START Document segment
Fastest Prime Sieve, in Nim

GordonBGood Thu, 23 Dec 2021 23:45:13 -0800

@shirleyquirk:

> I don't like my hack, hopefully someone else can help make it cleaner...


I don't like it either, or this algorithm in general, which is why I haven't 
worked on it directly, at least so far...

As you have identified, the biggest problem with the implementation is that it 
uses Nim's experimental `spawn` feature that requires copying `seq`'s between 
threads, which feature will likely soon be replaced with something better to 
avoid the copying between the foreground and background threads. As it 
currently exists, it will never be very satisfactory, so I would likely 
implement this manually using raw Threads and passing the required data across 
using pointers, which although still not "pretty" means it is more likely to 
work reliably.

However, using 12.2 Gigabytes for this algorithm is extremely high (although I 
don't know the number of threads you are using). Also, it looks like the 
Crystal implementation automatically limits the number of threads used, perhaps 
for this same reason so that the print out shows Crystal only using three 
threads where eight seem to be available. The base prime value`seq` stores 
eight-byte `int`'s and for sieving over the maximum range there should be about 
200 million of these so 1.6 Gigabytes per thread. The page-segment memory used 
per thread is only 384 Kilobytes maximum an a pair of these per thread would 
only be six Megabytes, so that is negligible. Not copying the array is a huge 
step in the right direction, as then the one base primes array serves all 
threads.

Another thing that would be easy to do would be reduce the stored base prime 
`seq` array to `uint32` as that is always enough and just cast them up as 
required, which would reduce the memory use by a factor of two. A slightly 
harder thing to do would be encode the base primes as single byte delta's since 
the base prime values are all odd and the larges prime gap up to the 32-bit 
number range is 354 but if encoded knowing all gaps are even then the larges 
delta is only 177, which is within the 255 range of a single byte. This would 
reduce memory use for the base prime value `seq` another factor of four to 
about 200 Megabytes, which wouldn't be a problem. However, this isn't likely 
going to entirely fix the memory use problem, as it looks like the 
implementation uses huge "nextp" `seq`'s of the same length as the number of 
base primes, with one entry for each of the two bit planes each thread handles. 
This is over three Gigabytes per thread (and they can't be shared) although 
there is no real need for each entry to be 64-bit values and 32 -bit values 
would reduce this by a factor of two as above. A better solution would be to 
use a more efficient page-segment start address calculation, although that 
would require fairly extensive re-writing and I would recommend my alternative 
implementation described below.

Taking 22 seconds to initialize to this range, which should mostly be sieving 
the maximum base prime value range, is also ridiculously slow as it should take 
only a second or two even single-threaded and can be optimized to take only a 
fraction of a second; of course part of the reason this is so slow is that, 
although it uses some wheel factorization, it uses the "one-huge-memory array" 
technique which suffers horribly from "cache-thrashing". In a similar vein, 
taking almost 20 seconds to do a tiny page-segment sieve of a few hundred 
totative bit planes is also very slow, especially using several threads to do 
so. For instance, Kim Walisch's "primesieve" counts the twin primes over the 
small range at near the high limit in a couple of seconds, even single threaded.
END Document segment
START Supplied records
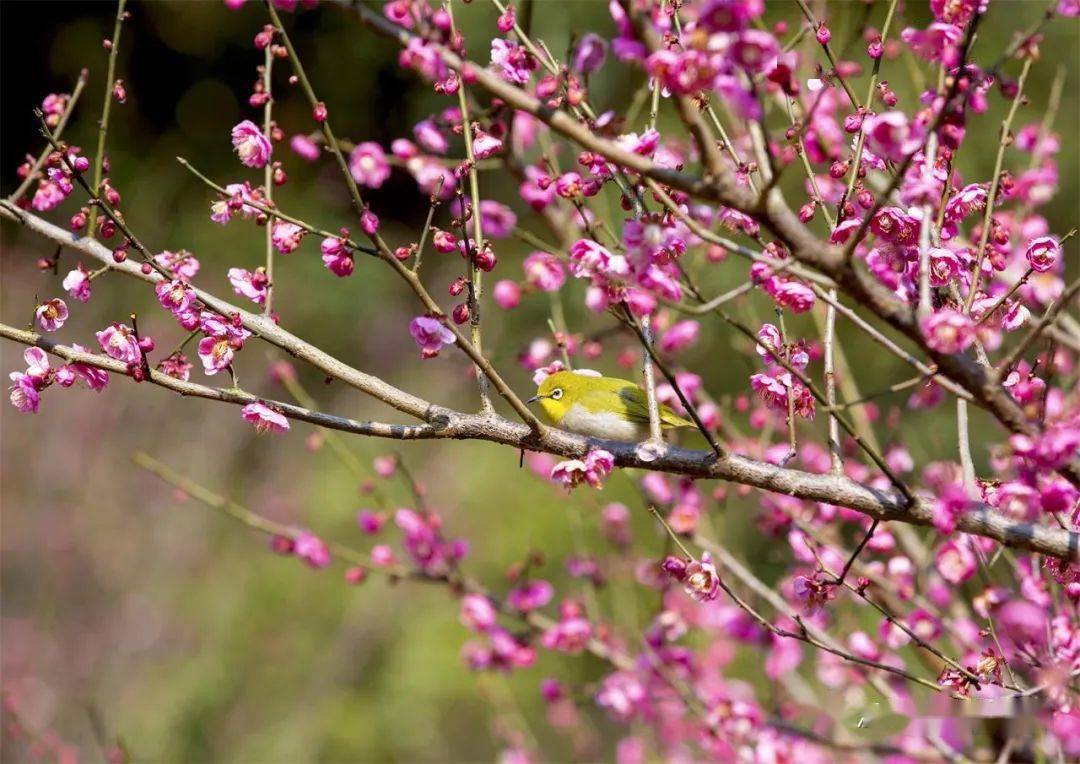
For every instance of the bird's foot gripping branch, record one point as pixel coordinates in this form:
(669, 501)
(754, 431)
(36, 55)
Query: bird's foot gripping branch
(771, 188)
END Supplied records
Task to carry out:
Extend the forum post about the Nim prime sieve, starting right after its final sentence.

The result:
As to the problems with the algorithm, near the top of this thread, I replied 
to the OP, BLM2 (which is yet another account name by the Crystal forum's 
contributor, Zakiya, and the author of this algorithm) giving my objections to 
his work, which I will state again as follows:

  1. For years he has persisted in claiming the basis of the algorithm as his 
own, now calling it the Segmented Sieve of Zakiya (SSoZ), when it is nothing 
but a version of the Page-Segmented Sieve of Eratosthenes (SoE) with a slightly 
different form of wheel factorization, and refuses to acknowledge previous work 
that also uses this slightly different form such as [that of Andrew 
Booker](https://primes.utm.edu/nthprime/algorithm.php) or as per the SoE 
reference implementations for comparison with the implementation of the Sieve 
of Atkin [as per Daniel Bernstein's work in the eratspeed program as part of 
that project](http://cr.yp.to/primegen.html).
  2. Wheel factorization is often implemented with the wheel totatives each 
represented by one binary bit in a byte, word, or several successive words; for 
instance, for the wheel formed from the primes 2/3/5 which has eight totatives 
of 1/7/11/13/17/19/23/29 if including one or 7/11/13/17/19/23/29/31 if skipping 
past one, all totatives fit in one byte with each bit representing one binary 
value, either composite or not, and with successive bytes containing these 
values incremented by steps of 30.
  3. In Zakiya's version in common with other previous work such as the above 
links, instead of combining all wheel factor totatives into one word or set of 
words, a separate bit plane is used for each of the totatives, so there would 
be eight bit-packed arrays uses for the above example.
  4. For finding twin primes as per this implementation, two of these 
bit-packed totative arraysare used at a time by each thread so they can be 
checked for twins. For example, if the above wheel using primes up to 5 were 
used and the value one were skipped, the twin prime check pairs would be 
(1,2)/(3/4)/(6,7), which could be run on three threads
  5. As the working range goes up, the size of the totative bit plane arrays 
would increase to ineffecient sizes, so his algorithm divides this into smaller 
page segments which are a maximum of 384 Kilobytes or about the CPU L2 cache 
size.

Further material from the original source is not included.